AIM OF THE TASK: Locate the line that contains "the blue and". Reproduce it and all following lines up to the end of the material, exactly and with nothing added.

━━━ INPUT ROWS

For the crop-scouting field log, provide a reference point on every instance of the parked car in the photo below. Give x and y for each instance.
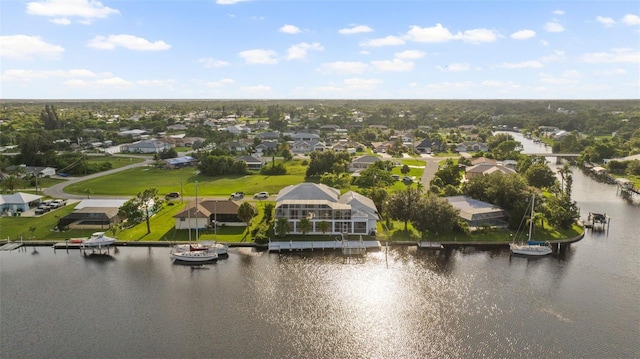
(42, 209)
(172, 195)
(58, 203)
(237, 195)
(261, 195)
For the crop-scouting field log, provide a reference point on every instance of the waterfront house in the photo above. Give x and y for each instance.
(11, 204)
(471, 146)
(363, 162)
(209, 211)
(180, 162)
(350, 213)
(484, 169)
(478, 213)
(93, 214)
(428, 146)
(146, 146)
(267, 147)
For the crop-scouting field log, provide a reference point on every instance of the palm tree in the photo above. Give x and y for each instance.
(305, 225)
(282, 227)
(246, 212)
(11, 183)
(323, 226)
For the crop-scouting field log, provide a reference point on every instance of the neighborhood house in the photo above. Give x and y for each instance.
(351, 213)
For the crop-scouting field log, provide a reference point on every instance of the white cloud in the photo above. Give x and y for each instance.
(86, 10)
(130, 42)
(522, 65)
(631, 19)
(504, 86)
(478, 35)
(25, 47)
(61, 21)
(611, 72)
(344, 67)
(606, 21)
(156, 83)
(410, 54)
(451, 85)
(455, 67)
(115, 82)
(436, 33)
(361, 84)
(28, 75)
(259, 56)
(355, 30)
(614, 56)
(229, 2)
(385, 41)
(210, 63)
(557, 55)
(439, 33)
(257, 89)
(289, 29)
(553, 27)
(567, 77)
(523, 34)
(299, 51)
(396, 65)
(221, 83)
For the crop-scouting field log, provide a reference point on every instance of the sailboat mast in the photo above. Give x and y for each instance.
(196, 212)
(533, 200)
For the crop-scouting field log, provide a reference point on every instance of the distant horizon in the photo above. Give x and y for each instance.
(311, 99)
(314, 49)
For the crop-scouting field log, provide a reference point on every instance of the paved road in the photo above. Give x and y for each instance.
(57, 191)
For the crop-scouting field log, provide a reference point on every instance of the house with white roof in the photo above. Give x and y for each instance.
(350, 213)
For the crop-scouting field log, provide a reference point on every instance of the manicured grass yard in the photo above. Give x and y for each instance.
(15, 227)
(131, 182)
(116, 161)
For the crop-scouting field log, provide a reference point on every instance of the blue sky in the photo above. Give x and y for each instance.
(332, 49)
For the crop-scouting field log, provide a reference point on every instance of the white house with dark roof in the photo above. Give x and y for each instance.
(478, 213)
(363, 162)
(18, 202)
(302, 136)
(251, 162)
(307, 146)
(350, 213)
(146, 146)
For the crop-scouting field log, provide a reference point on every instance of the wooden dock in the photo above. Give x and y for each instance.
(11, 246)
(347, 247)
(430, 245)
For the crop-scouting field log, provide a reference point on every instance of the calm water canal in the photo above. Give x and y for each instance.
(402, 304)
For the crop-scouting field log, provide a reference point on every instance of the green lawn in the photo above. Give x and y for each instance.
(397, 233)
(116, 161)
(43, 226)
(130, 182)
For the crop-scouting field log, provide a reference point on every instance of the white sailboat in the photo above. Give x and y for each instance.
(193, 253)
(531, 248)
(98, 240)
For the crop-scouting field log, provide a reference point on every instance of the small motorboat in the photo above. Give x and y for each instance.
(195, 256)
(98, 240)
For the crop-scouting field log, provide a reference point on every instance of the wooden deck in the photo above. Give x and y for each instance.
(347, 247)
(430, 245)
(11, 246)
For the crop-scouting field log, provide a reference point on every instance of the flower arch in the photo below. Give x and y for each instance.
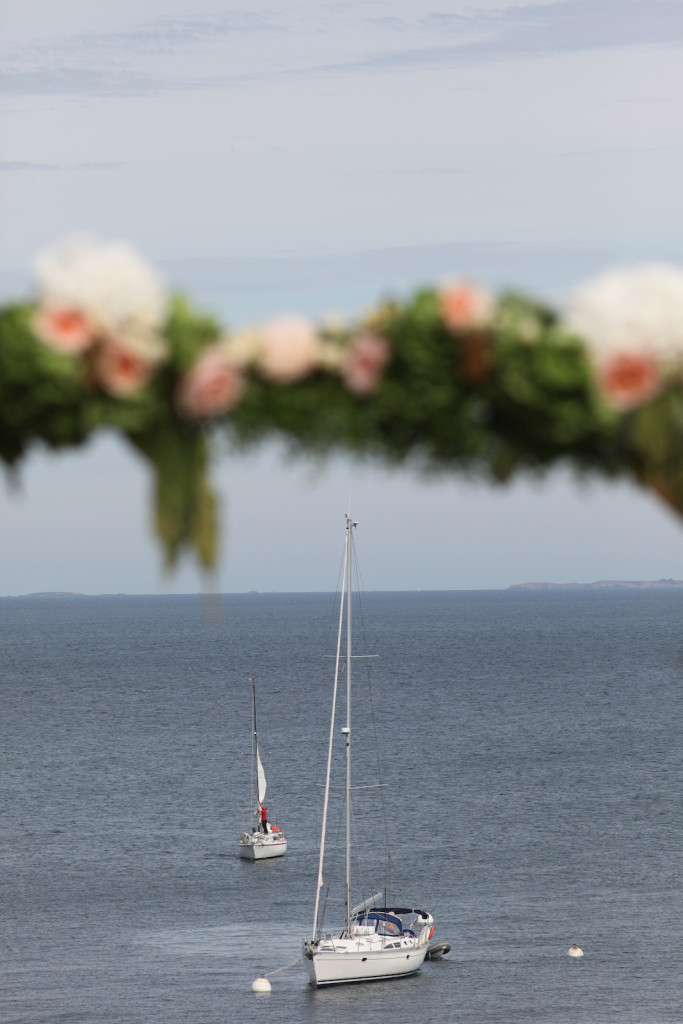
(454, 377)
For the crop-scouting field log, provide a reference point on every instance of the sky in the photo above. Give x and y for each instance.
(314, 157)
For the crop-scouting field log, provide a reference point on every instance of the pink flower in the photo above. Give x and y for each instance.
(629, 379)
(67, 330)
(121, 369)
(289, 349)
(465, 306)
(365, 361)
(212, 387)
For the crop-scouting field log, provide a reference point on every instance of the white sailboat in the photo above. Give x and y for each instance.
(264, 840)
(376, 941)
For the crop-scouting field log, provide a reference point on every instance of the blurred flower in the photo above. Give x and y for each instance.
(213, 386)
(108, 286)
(365, 361)
(121, 369)
(289, 349)
(464, 305)
(632, 323)
(635, 310)
(66, 330)
(629, 379)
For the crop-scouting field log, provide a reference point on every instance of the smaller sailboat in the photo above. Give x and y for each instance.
(265, 839)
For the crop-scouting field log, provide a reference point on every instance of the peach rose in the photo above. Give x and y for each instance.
(63, 329)
(629, 379)
(465, 306)
(121, 369)
(213, 386)
(365, 363)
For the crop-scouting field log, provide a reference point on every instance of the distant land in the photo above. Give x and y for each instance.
(598, 585)
(602, 585)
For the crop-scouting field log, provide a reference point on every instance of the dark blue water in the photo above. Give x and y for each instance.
(534, 747)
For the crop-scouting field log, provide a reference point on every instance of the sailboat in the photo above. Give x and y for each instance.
(376, 941)
(264, 840)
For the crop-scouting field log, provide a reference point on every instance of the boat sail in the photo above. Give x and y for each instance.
(264, 840)
(377, 941)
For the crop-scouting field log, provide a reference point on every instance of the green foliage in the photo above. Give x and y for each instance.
(517, 393)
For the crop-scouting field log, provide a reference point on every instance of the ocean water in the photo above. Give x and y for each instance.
(535, 763)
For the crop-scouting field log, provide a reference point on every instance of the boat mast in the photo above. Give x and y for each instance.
(347, 731)
(326, 802)
(254, 758)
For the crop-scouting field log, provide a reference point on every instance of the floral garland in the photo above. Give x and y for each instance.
(455, 377)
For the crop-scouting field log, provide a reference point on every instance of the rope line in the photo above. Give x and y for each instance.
(278, 970)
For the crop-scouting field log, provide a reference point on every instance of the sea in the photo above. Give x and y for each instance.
(534, 783)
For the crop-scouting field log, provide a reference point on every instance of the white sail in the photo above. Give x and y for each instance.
(265, 839)
(260, 774)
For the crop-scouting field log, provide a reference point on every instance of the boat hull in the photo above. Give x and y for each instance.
(262, 848)
(338, 968)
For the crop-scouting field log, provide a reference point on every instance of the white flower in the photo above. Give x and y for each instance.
(109, 283)
(289, 348)
(637, 311)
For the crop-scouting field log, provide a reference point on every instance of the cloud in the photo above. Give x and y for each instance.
(12, 166)
(118, 62)
(18, 166)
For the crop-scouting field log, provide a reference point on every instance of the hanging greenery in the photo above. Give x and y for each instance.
(453, 377)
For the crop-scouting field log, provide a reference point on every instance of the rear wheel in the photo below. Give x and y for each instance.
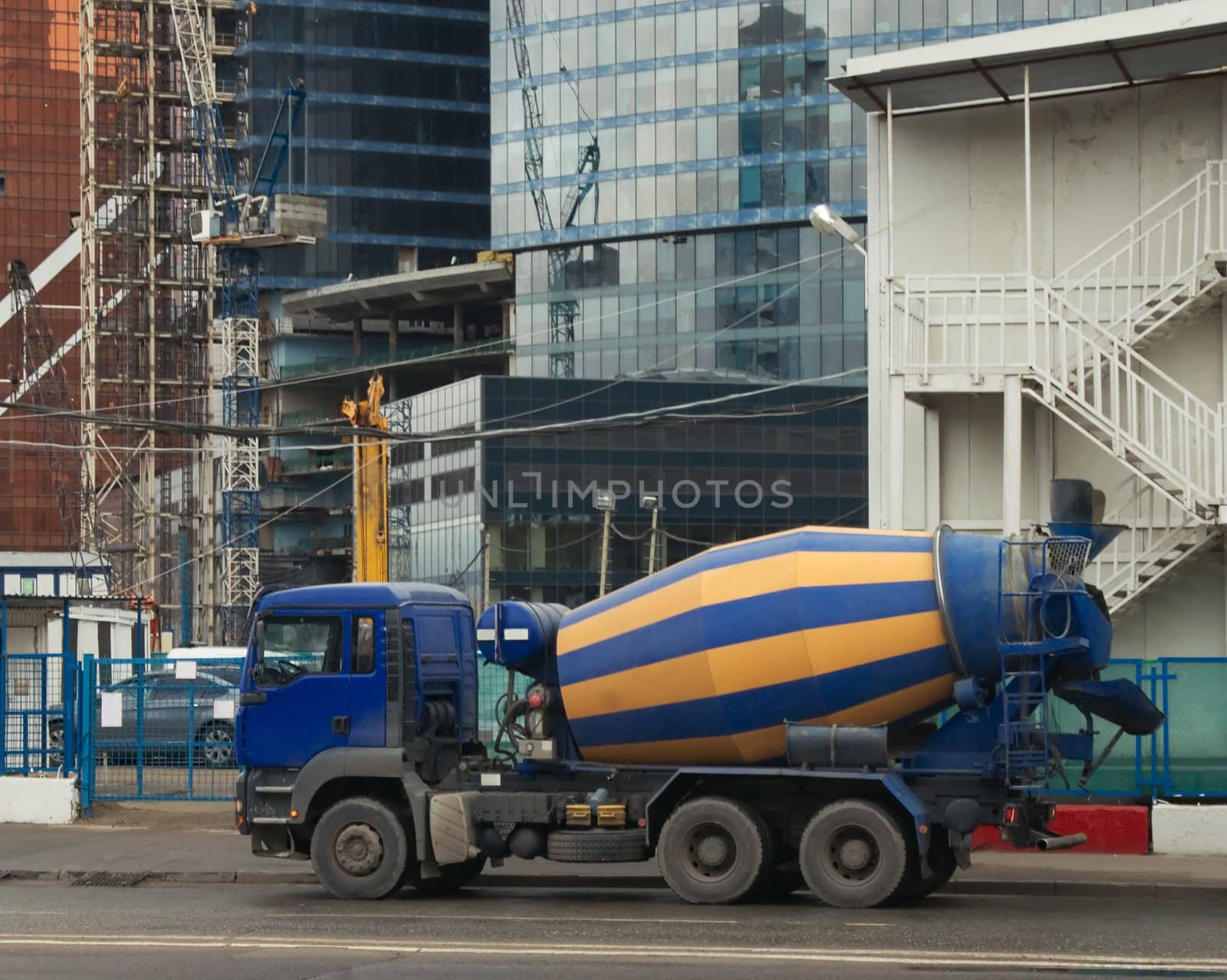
(853, 855)
(713, 850)
(597, 847)
(360, 849)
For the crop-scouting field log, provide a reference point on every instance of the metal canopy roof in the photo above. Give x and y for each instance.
(1114, 51)
(404, 291)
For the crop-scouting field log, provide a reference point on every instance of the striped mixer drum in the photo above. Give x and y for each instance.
(705, 661)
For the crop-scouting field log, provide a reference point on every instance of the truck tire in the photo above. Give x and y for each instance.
(360, 849)
(452, 879)
(597, 847)
(853, 855)
(713, 850)
(942, 863)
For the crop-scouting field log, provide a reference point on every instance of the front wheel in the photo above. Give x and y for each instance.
(360, 849)
(853, 855)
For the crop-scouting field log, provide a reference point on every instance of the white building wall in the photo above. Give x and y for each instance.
(1098, 161)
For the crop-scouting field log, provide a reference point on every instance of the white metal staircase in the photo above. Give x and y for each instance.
(1075, 343)
(1169, 260)
(1157, 538)
(969, 333)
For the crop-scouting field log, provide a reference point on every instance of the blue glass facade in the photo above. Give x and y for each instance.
(396, 127)
(717, 131)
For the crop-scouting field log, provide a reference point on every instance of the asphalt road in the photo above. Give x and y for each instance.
(255, 931)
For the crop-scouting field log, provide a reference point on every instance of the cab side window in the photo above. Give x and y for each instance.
(298, 646)
(362, 655)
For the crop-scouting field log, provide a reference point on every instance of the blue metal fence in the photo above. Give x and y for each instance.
(36, 734)
(159, 728)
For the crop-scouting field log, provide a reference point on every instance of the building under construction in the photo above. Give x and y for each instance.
(114, 355)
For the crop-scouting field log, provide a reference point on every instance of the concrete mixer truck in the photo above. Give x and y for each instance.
(760, 716)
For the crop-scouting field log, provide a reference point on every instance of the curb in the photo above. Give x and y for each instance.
(1169, 892)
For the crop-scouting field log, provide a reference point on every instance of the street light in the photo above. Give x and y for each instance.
(825, 219)
(650, 502)
(604, 501)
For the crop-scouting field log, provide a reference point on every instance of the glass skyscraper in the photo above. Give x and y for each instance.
(396, 128)
(715, 133)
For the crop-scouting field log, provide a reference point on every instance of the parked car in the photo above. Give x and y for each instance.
(161, 715)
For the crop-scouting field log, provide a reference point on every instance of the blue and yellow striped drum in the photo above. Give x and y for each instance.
(705, 661)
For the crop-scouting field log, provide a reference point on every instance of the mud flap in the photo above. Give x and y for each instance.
(961, 844)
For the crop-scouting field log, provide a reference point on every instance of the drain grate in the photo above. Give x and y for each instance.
(110, 879)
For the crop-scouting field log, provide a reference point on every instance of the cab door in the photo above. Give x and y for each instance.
(294, 701)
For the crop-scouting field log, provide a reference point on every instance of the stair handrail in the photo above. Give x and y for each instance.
(1198, 211)
(1137, 406)
(1141, 406)
(1071, 270)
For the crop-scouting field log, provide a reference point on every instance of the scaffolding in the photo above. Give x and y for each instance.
(40, 141)
(146, 309)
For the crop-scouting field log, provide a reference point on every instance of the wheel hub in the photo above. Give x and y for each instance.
(359, 849)
(712, 851)
(853, 854)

━━━━━━

WRITTEN SOLUTION:
For the crop-scouting field log, provide a reference point on every instance of the blue and yellow striped drum in the photo above. Give x and y for each instance.
(705, 661)
For the crop-scouting field log, provide a reference point on every instance of the mud flap in the photo above. Give x and y for each instance.
(961, 844)
For the crop-scouting field log, provide a reference point on every instance of the drain grate in the photo above. Give x and y for each instance.
(110, 879)
For the crop-scouting field log, provide a reference point on every instance of the cab door in the photo above. Give x and y for each instance.
(294, 701)
For the crop-scouting field log, provide a reference point on every instance of the stair handrail in the photo above. Give x and y for each instance.
(1198, 211)
(1137, 406)
(1141, 406)
(1071, 270)
For the crop-scouting field log, provide a reference point on every instance of the scaffolding in the photo above. Give x and y for each instance.
(40, 141)
(146, 309)
For the crop-scouting field log, provide a reference point on every instance of the wheel hub in the photo above. Give x and y for each instance.
(359, 849)
(712, 851)
(853, 854)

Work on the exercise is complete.